◆ Exercise goal
Repeat the lines below word for word, from the line with "Note to the class: find each instance of the shrub" to the line with "(818, 1018)", including both of those lines.

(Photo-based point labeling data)
===============

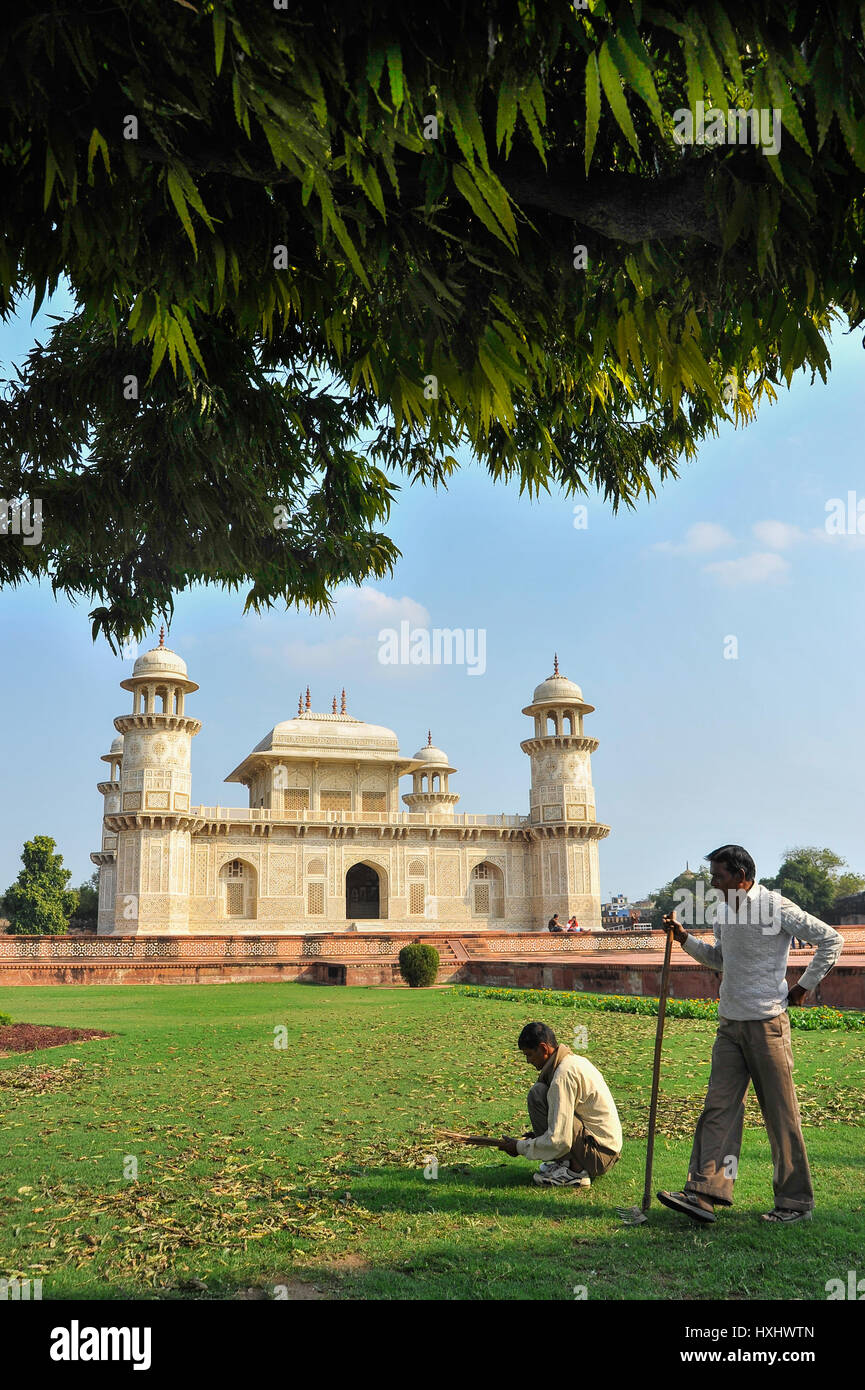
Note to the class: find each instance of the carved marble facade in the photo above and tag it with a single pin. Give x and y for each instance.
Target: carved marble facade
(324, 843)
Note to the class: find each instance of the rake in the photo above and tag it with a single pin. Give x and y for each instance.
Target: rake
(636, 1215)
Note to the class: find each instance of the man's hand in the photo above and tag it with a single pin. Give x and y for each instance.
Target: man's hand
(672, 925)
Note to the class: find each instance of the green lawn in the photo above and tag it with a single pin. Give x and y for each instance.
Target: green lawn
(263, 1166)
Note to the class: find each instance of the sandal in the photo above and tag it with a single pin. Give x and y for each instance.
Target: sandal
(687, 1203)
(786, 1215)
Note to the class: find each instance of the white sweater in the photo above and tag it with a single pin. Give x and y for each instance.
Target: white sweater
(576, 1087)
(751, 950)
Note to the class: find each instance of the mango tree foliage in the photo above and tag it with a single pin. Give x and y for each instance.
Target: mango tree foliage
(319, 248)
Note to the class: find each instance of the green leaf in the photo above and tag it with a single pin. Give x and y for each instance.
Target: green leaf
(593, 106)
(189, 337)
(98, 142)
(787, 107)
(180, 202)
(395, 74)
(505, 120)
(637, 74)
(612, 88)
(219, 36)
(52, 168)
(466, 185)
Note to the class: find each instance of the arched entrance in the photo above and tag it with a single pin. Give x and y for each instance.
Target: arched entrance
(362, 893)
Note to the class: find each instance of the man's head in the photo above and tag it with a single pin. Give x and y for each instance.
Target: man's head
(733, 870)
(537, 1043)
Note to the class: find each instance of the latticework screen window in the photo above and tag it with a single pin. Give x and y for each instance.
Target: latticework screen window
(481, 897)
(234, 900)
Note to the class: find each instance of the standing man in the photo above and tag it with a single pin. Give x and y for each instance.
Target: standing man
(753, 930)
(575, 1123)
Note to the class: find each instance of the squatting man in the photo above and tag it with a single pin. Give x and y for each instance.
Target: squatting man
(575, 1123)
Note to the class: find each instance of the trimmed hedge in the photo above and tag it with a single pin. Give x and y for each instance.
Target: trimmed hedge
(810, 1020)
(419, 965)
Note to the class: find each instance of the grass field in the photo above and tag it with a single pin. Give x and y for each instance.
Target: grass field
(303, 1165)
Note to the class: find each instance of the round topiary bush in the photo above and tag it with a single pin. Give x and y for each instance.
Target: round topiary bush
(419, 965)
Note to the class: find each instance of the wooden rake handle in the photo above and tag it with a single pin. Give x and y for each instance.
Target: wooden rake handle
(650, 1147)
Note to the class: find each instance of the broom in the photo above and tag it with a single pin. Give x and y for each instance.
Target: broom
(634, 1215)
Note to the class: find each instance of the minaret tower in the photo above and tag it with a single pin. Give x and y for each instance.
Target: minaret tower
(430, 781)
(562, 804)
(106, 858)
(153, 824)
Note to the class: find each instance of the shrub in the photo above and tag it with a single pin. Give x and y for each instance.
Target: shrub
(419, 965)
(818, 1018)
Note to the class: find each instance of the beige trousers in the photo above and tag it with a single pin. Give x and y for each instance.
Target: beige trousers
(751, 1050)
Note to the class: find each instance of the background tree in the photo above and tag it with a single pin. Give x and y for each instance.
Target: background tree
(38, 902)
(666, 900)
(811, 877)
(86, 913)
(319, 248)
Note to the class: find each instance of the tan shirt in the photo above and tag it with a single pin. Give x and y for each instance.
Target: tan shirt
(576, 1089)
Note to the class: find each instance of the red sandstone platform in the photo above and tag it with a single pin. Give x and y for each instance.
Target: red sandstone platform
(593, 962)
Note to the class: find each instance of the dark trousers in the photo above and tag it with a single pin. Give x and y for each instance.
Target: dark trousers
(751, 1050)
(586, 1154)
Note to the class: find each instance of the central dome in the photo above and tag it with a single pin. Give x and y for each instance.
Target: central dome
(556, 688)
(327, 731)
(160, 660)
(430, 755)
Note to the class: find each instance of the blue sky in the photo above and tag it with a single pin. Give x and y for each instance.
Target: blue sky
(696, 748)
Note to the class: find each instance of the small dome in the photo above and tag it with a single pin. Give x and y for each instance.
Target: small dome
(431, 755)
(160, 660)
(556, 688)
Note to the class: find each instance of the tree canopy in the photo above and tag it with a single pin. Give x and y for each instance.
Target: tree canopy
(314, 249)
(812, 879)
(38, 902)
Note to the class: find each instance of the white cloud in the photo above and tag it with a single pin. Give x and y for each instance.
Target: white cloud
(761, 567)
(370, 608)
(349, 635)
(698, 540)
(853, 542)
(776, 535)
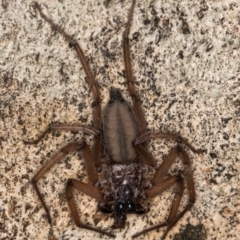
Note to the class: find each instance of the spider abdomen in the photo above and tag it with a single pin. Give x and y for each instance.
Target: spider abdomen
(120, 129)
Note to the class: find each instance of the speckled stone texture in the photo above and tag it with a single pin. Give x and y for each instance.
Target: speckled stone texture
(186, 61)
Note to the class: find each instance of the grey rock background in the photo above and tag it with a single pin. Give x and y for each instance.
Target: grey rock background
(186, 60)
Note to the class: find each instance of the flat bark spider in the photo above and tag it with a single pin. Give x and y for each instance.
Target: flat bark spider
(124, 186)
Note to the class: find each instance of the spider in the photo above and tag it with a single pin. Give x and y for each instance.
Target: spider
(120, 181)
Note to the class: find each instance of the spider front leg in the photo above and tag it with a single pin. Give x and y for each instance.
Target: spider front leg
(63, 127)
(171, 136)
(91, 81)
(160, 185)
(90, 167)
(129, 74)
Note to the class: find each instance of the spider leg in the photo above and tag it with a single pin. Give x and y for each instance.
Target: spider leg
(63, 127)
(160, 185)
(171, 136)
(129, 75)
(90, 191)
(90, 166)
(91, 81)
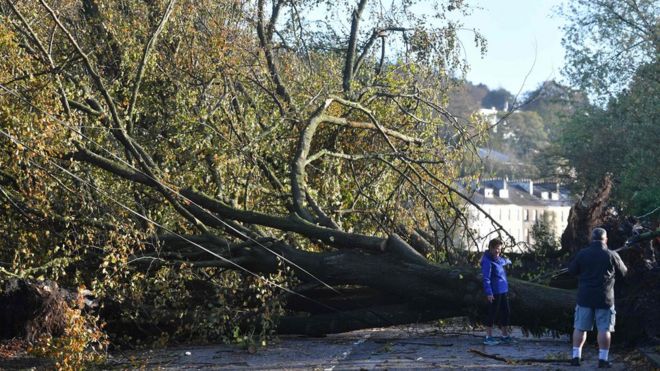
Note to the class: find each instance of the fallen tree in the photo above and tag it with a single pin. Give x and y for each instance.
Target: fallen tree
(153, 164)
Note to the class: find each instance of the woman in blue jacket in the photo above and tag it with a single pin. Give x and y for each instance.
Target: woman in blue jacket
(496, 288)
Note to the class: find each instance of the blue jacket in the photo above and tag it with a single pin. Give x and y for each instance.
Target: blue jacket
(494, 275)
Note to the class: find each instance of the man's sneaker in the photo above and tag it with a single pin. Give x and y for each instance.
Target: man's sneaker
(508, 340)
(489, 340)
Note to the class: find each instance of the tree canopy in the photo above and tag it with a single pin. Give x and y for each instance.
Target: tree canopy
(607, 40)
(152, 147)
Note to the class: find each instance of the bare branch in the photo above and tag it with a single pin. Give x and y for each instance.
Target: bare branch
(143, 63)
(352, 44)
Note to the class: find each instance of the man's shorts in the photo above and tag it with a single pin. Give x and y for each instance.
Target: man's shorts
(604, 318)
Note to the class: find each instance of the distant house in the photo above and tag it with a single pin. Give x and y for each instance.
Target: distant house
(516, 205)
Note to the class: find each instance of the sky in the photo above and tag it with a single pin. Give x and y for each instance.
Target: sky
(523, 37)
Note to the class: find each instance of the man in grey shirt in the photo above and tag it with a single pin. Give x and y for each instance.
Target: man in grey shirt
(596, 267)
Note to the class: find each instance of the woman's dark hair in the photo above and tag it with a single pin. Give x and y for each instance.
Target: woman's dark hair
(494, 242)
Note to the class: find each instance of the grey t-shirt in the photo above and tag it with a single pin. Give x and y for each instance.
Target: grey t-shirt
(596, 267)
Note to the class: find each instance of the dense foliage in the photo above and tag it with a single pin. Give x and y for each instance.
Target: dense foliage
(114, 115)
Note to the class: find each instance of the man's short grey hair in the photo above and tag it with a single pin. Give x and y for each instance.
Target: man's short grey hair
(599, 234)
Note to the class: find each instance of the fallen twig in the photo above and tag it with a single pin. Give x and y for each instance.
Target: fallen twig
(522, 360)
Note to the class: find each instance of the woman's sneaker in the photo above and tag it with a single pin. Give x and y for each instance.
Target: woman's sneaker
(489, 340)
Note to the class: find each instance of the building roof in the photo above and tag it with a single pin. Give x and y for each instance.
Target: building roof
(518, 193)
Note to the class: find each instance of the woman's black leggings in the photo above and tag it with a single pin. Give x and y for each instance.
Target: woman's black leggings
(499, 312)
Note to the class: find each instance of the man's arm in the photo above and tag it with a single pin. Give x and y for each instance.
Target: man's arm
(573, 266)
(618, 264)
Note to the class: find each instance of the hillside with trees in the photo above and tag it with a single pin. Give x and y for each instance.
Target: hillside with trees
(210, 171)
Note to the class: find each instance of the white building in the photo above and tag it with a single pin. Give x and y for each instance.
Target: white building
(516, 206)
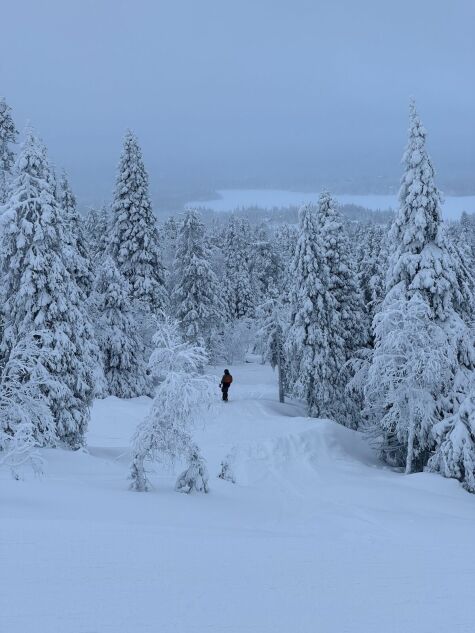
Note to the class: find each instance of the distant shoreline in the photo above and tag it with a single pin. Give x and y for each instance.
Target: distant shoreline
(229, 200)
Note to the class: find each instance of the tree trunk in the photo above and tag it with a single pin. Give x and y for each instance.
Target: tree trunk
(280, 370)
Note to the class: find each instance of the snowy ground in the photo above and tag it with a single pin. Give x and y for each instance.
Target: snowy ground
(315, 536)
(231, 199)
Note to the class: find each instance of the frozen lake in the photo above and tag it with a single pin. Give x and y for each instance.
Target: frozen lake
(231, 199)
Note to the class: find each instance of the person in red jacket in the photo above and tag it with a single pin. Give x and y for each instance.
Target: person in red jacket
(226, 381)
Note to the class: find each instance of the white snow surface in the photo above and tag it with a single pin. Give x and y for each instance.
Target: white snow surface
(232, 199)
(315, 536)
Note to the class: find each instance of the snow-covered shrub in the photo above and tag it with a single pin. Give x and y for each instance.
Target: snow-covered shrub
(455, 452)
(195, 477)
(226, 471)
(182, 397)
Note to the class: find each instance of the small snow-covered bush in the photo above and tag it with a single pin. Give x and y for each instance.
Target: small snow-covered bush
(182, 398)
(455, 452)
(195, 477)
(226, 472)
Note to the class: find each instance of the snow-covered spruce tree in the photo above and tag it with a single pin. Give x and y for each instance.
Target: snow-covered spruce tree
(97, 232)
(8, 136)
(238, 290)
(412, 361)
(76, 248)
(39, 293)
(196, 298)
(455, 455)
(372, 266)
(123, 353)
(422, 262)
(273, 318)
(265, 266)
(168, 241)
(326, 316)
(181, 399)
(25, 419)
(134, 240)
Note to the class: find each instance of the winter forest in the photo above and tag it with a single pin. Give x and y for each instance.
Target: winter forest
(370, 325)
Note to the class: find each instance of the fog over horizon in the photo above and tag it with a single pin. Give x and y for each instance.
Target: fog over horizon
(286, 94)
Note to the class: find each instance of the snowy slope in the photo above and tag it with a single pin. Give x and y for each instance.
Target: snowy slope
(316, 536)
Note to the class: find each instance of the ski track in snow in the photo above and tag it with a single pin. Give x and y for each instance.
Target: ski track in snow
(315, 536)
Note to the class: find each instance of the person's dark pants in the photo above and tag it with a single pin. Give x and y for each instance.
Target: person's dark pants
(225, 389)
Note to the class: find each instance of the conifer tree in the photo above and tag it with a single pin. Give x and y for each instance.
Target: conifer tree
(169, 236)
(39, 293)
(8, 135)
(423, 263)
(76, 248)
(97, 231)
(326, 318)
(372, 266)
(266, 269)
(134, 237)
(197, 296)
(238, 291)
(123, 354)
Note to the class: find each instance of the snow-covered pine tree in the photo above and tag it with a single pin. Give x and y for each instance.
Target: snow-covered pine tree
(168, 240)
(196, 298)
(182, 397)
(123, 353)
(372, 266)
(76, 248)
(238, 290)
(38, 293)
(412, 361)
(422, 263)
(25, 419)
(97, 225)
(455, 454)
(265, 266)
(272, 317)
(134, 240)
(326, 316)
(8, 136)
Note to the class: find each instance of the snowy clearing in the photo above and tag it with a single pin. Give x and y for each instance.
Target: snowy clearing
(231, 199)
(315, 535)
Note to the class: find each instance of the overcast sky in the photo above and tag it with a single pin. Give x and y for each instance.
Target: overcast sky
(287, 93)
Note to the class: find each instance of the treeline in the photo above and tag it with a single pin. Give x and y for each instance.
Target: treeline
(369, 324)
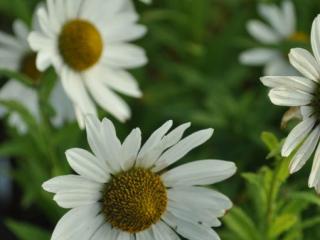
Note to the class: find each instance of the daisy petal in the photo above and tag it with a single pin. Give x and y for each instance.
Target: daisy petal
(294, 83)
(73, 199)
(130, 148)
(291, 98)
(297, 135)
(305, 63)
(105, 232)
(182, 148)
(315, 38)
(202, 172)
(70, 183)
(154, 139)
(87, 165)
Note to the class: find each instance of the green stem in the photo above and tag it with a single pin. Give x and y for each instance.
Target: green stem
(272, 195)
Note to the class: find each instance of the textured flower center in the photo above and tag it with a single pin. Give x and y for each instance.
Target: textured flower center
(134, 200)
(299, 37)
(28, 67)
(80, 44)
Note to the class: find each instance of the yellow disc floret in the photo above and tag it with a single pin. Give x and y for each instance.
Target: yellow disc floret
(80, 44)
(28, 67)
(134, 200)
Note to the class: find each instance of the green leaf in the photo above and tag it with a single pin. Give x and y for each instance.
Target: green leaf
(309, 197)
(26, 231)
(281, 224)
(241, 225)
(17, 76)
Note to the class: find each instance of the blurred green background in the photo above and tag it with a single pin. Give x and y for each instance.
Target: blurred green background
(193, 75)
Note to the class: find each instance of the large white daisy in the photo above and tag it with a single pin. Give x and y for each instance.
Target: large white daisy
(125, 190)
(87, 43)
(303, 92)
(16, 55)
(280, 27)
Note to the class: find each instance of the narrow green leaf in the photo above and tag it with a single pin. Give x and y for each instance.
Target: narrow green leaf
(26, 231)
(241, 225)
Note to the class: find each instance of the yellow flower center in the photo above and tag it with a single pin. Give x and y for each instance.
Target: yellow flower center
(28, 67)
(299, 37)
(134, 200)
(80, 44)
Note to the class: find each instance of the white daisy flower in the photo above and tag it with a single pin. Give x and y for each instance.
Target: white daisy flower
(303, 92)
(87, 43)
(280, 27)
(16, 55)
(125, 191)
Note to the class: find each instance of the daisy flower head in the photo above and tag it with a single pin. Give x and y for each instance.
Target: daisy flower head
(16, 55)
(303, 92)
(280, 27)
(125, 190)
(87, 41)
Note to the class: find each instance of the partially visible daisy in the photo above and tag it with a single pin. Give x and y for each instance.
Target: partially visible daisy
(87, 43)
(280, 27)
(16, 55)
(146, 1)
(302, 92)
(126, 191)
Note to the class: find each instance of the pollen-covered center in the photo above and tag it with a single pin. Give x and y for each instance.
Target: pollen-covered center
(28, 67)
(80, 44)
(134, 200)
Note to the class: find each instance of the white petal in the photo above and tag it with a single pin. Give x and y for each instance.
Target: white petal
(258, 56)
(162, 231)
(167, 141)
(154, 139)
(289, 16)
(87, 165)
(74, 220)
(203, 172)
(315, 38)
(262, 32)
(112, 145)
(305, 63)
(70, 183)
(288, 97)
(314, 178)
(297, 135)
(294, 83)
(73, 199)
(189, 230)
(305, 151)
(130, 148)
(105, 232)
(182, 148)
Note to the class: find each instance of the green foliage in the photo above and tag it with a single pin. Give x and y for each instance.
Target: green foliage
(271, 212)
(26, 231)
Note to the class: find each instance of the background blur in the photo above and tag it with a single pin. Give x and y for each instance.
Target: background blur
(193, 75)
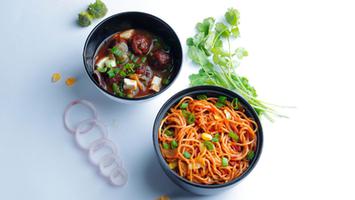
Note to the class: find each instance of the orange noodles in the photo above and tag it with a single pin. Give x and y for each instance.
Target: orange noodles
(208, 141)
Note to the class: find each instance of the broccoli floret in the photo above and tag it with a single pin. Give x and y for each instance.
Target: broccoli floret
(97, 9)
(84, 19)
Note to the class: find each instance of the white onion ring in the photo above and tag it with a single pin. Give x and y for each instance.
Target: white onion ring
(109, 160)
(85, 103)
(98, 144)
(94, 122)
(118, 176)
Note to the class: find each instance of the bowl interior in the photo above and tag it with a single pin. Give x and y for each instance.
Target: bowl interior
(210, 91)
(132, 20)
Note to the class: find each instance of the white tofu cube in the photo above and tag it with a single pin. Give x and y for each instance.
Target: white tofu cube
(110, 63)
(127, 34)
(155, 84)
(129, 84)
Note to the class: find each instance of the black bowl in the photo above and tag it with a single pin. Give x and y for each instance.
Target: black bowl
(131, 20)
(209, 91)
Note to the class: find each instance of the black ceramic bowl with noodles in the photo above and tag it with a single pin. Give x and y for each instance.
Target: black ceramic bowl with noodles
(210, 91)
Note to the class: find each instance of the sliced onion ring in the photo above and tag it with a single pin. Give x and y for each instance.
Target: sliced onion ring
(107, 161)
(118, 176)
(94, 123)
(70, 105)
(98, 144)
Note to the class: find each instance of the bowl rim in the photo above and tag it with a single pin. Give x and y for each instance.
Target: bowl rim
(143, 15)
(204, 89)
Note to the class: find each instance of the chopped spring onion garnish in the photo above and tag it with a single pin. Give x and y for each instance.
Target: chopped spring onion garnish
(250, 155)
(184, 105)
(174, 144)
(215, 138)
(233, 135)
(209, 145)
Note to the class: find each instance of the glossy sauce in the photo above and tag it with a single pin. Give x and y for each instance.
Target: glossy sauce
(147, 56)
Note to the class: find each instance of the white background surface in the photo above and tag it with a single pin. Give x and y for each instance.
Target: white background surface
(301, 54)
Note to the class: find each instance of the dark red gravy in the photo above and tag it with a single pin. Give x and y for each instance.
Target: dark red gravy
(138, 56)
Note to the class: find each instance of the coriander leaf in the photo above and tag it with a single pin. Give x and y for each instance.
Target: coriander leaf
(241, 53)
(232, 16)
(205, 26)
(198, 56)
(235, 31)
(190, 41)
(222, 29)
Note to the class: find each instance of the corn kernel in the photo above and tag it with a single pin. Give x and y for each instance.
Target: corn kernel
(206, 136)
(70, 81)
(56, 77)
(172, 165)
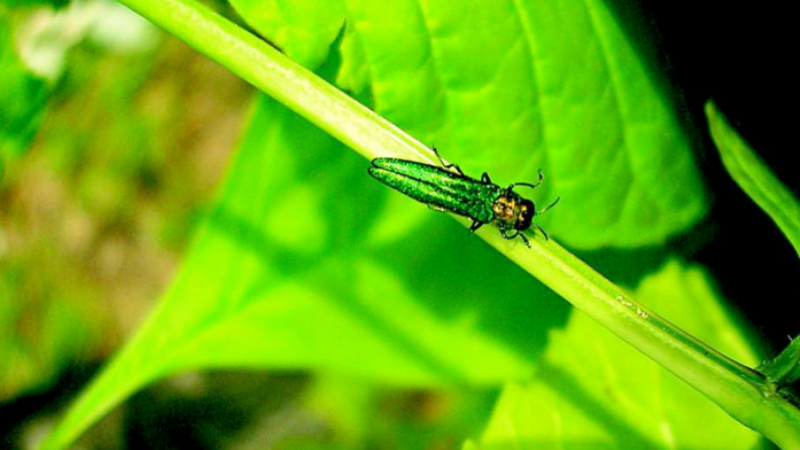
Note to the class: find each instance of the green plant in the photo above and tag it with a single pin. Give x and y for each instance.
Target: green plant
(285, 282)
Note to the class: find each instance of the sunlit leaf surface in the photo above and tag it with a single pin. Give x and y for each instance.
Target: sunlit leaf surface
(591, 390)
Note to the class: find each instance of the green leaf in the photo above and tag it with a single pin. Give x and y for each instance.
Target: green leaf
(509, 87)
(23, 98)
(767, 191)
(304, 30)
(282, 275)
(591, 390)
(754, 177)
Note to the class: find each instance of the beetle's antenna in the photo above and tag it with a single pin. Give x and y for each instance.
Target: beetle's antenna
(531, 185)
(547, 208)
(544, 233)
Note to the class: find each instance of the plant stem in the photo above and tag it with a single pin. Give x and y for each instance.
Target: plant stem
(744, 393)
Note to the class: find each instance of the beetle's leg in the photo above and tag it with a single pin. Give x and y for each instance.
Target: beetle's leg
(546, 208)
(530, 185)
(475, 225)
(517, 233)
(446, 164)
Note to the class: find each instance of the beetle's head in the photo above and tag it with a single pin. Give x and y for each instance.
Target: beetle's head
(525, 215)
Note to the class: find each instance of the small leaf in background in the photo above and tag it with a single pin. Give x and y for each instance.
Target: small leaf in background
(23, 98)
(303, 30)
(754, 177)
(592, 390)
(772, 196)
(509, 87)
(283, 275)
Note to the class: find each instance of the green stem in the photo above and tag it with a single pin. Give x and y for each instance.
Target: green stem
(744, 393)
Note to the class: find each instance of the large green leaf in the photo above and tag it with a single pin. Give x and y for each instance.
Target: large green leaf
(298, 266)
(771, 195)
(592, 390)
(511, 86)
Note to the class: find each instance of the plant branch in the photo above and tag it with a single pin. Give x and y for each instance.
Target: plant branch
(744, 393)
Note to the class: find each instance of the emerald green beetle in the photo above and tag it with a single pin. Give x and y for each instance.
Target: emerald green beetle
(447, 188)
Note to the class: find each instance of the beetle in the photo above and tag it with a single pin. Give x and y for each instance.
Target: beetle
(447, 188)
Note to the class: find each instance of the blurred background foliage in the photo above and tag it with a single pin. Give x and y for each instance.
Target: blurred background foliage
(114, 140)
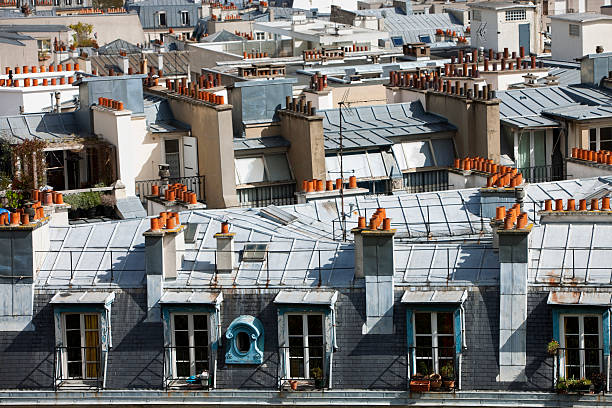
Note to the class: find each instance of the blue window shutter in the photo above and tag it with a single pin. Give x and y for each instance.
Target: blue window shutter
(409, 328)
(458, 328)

===============

◆ Complete response
Note to the class: find each instance of the shrub in the photo above and tag it with a single pin. Give x and y for each instance.
Target: shrub
(419, 965)
(818, 1018)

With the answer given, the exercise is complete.